··· EXTRACTED INFORMATION ···
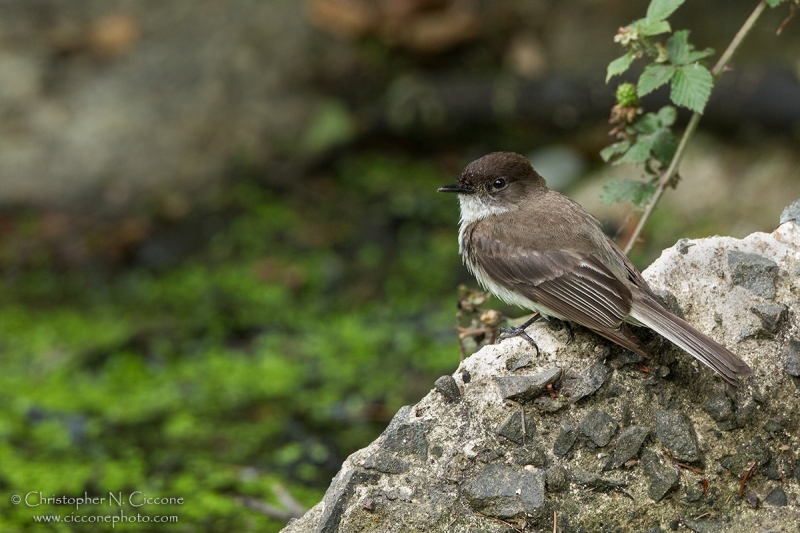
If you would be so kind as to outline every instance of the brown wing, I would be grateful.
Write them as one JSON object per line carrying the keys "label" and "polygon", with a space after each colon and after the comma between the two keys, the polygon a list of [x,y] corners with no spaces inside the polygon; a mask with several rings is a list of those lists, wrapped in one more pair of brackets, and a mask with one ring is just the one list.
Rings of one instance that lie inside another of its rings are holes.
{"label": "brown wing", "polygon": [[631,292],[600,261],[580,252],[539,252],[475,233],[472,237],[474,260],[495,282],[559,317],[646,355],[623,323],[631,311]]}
···
··· EXTRACTED INFORMATION ···
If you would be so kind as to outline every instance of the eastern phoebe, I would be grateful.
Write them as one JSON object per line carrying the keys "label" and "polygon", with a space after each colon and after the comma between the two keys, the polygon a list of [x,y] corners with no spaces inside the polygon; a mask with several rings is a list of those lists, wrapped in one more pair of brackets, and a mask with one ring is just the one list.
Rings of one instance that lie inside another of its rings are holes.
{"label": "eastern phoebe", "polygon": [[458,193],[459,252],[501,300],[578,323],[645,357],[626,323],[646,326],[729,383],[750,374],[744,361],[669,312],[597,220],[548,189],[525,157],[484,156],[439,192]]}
···
§ **EXERCISE BRIEF**
With no other words, state how many lines above hold the word "would".

§ **ANSWER SPACE**
2